▶ SHORT EXERCISE
Tally the lines in the data below that contain the string "blue", and reply with that number alone.

···

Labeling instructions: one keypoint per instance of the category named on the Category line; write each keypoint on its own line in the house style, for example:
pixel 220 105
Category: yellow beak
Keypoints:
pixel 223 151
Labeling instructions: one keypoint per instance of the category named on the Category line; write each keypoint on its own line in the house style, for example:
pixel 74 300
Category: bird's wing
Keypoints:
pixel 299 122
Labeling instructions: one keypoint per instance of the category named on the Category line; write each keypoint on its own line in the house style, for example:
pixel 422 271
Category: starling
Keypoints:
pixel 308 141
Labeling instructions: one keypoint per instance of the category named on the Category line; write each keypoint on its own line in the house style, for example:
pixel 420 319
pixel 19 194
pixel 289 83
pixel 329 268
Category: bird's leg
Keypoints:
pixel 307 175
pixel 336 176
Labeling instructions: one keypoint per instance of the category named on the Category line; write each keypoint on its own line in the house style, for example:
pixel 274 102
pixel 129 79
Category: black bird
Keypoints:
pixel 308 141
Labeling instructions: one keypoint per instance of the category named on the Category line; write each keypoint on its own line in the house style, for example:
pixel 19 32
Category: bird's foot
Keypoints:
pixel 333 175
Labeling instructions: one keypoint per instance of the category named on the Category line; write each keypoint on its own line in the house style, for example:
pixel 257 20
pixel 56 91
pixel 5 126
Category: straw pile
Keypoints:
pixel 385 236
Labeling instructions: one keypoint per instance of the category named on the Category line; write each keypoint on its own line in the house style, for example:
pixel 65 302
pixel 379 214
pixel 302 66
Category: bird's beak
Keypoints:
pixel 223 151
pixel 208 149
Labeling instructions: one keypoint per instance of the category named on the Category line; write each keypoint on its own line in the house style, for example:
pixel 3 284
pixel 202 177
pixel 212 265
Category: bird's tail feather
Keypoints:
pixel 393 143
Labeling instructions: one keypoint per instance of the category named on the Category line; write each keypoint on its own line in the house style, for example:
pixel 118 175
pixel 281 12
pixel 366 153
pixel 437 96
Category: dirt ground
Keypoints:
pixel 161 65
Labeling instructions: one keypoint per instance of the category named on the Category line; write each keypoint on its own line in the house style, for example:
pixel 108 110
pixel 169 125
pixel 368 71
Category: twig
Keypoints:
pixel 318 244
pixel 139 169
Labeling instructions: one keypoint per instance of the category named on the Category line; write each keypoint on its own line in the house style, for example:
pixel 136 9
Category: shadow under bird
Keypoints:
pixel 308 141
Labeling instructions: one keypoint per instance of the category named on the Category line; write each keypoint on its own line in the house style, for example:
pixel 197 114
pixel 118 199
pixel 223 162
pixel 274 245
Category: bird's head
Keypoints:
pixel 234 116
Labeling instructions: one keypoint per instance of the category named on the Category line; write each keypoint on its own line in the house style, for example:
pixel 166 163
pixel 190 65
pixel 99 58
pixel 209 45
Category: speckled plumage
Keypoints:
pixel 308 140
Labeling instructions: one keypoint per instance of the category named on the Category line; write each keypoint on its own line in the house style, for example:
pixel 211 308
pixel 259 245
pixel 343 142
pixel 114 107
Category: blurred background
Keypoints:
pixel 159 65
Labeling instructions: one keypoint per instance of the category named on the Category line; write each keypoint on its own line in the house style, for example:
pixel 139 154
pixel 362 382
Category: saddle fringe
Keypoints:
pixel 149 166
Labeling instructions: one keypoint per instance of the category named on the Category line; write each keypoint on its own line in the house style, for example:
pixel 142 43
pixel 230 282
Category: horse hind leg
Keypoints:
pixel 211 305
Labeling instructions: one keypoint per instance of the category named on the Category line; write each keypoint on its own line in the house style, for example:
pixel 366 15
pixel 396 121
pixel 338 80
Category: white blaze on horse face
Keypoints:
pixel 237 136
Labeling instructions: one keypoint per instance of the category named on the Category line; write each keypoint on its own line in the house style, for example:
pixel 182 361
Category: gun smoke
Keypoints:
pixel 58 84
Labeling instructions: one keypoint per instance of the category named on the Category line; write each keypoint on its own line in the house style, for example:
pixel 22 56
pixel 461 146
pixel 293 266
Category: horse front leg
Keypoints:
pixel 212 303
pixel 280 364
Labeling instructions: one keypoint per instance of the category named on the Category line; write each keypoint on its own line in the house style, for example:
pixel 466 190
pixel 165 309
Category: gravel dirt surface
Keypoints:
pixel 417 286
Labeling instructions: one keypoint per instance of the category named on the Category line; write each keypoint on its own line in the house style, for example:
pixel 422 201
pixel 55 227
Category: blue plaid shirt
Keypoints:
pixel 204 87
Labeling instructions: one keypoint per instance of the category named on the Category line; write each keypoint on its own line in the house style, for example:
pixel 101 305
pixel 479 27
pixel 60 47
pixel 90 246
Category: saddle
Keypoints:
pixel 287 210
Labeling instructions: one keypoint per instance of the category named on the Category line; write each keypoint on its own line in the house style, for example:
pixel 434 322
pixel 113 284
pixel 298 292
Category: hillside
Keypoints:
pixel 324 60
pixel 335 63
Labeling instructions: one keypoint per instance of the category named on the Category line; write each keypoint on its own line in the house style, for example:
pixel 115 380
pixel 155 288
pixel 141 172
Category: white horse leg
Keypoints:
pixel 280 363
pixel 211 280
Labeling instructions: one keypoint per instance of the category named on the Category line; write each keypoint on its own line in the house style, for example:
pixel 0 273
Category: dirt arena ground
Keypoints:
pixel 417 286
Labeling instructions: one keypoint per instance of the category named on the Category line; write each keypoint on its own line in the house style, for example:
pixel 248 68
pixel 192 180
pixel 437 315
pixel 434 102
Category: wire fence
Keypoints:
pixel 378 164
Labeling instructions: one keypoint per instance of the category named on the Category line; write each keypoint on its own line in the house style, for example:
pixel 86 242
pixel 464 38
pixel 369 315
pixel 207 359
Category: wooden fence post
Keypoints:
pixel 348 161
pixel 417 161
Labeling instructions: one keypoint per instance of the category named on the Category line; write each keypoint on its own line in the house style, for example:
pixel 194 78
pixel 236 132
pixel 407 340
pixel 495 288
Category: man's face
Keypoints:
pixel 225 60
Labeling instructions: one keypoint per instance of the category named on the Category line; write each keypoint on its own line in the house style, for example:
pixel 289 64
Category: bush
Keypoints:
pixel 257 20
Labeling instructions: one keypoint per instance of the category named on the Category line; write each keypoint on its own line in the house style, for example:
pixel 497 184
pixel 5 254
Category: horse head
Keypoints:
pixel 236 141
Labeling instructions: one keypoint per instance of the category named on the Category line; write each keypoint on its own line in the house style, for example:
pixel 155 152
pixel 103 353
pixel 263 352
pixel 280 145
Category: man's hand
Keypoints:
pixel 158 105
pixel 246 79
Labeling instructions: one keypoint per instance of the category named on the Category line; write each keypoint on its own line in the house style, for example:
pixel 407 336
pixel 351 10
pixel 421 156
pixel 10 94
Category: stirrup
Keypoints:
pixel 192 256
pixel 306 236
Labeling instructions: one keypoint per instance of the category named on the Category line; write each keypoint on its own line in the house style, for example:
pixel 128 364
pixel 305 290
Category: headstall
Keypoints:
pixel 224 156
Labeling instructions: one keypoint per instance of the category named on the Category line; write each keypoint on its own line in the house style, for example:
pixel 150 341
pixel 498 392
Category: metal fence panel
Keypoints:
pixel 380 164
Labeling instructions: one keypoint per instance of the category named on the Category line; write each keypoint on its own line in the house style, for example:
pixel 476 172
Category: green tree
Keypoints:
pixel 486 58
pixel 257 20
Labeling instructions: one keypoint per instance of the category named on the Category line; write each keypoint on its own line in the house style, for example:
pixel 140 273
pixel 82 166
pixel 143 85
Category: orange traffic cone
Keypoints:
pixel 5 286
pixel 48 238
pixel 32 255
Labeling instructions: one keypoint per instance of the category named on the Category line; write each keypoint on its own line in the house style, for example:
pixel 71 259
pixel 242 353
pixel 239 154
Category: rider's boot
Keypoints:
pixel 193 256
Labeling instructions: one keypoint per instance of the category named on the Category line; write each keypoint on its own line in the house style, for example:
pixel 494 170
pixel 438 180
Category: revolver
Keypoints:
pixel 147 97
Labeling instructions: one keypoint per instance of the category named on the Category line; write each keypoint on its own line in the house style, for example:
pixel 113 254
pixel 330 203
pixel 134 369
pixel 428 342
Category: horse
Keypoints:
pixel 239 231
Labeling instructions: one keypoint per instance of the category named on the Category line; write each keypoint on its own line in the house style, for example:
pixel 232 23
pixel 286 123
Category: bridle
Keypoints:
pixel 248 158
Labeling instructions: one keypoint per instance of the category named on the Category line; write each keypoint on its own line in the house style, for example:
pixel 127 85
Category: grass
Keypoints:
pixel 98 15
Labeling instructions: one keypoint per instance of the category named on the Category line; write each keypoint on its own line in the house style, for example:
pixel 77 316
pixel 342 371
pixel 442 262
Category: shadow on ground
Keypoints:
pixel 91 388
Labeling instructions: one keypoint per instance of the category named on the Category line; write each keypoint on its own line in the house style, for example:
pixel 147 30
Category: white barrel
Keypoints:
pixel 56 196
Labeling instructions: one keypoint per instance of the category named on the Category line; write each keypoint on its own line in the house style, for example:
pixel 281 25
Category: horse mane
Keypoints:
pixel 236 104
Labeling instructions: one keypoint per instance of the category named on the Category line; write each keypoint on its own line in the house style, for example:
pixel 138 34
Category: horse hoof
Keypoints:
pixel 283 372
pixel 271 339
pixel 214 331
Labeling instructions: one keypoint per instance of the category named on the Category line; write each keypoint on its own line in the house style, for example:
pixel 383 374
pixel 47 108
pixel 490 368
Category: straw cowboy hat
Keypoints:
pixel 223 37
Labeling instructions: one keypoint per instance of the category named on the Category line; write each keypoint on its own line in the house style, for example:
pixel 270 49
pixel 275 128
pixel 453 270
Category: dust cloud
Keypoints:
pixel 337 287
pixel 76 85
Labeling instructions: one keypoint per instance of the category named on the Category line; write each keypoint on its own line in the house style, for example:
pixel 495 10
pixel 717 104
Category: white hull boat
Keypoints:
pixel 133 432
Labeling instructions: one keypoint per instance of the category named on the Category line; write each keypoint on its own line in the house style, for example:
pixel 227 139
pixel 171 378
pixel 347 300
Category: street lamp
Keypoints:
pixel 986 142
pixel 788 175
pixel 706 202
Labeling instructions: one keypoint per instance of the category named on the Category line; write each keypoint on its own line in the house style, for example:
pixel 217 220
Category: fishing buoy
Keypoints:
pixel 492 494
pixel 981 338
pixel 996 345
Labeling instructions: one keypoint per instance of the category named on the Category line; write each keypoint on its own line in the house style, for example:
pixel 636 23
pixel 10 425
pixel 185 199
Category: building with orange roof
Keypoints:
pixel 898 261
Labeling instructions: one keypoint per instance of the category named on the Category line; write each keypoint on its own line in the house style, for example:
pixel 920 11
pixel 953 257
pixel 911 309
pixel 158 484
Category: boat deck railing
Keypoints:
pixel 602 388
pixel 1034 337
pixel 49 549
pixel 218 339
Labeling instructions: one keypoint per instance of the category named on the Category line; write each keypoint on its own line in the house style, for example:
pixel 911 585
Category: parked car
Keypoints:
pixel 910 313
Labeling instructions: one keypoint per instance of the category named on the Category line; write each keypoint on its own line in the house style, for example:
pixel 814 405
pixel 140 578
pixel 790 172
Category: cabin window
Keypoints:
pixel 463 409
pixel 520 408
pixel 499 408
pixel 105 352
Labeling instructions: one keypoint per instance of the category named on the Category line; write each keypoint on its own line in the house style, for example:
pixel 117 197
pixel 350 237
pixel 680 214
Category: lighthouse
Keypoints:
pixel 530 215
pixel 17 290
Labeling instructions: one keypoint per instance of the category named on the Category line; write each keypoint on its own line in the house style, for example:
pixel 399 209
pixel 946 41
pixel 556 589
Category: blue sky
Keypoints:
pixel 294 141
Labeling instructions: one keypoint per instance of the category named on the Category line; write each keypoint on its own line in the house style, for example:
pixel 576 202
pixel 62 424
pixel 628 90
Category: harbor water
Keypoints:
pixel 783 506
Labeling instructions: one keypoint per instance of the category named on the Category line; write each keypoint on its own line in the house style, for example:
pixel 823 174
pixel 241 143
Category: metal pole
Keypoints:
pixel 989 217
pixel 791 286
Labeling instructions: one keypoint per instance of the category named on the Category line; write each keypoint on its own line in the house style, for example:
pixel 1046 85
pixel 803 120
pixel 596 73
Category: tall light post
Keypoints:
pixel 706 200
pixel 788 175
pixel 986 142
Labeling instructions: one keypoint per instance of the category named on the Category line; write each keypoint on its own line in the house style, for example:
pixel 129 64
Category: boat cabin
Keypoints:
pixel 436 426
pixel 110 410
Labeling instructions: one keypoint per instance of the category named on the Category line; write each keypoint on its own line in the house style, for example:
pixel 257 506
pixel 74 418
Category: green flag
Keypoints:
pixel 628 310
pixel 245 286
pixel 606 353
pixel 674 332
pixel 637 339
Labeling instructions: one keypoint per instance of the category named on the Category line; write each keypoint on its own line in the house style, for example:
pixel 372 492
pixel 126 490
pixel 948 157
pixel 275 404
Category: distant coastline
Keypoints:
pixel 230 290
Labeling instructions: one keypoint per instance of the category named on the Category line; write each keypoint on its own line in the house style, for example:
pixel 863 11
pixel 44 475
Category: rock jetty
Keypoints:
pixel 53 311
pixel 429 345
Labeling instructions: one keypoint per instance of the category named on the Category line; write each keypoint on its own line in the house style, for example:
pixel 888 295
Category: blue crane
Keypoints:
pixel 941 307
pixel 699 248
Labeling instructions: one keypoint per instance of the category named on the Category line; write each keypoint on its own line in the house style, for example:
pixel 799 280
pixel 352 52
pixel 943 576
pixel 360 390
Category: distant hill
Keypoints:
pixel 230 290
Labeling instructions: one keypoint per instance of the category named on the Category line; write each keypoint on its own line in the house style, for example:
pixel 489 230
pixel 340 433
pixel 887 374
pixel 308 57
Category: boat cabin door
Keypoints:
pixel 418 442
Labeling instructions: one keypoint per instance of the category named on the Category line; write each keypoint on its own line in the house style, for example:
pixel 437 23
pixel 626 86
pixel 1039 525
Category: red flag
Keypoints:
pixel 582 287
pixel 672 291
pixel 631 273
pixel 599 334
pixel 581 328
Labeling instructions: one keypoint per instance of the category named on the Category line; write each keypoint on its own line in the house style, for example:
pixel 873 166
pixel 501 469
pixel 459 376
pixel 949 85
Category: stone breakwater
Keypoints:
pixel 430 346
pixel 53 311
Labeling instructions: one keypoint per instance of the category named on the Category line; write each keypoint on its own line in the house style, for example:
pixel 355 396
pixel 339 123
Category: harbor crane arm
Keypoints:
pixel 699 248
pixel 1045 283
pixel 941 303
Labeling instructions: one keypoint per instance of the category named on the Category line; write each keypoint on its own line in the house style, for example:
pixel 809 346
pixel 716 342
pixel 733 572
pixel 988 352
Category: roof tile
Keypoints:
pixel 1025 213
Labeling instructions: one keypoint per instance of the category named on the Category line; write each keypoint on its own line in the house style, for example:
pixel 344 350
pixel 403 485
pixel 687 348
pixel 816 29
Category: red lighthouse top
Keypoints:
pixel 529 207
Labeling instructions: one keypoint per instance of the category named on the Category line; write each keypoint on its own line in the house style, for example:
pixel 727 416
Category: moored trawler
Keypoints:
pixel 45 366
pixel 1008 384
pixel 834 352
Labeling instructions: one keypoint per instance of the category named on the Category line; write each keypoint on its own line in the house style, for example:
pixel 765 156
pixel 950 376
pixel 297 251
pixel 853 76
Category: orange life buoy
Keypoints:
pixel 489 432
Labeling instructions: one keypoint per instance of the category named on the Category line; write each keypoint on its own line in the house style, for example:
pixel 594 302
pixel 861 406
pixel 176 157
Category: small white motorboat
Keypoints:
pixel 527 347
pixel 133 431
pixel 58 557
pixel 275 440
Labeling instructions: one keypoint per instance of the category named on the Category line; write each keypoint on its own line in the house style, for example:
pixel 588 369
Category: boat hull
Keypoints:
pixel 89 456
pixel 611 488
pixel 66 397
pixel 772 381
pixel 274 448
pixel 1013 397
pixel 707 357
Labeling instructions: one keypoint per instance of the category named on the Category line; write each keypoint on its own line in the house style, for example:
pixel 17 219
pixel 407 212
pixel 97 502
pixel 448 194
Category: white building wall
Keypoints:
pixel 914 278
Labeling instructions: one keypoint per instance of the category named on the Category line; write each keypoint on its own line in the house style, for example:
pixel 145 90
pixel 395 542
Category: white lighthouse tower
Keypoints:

···

▶ REPLY TO THE EXERCISE
3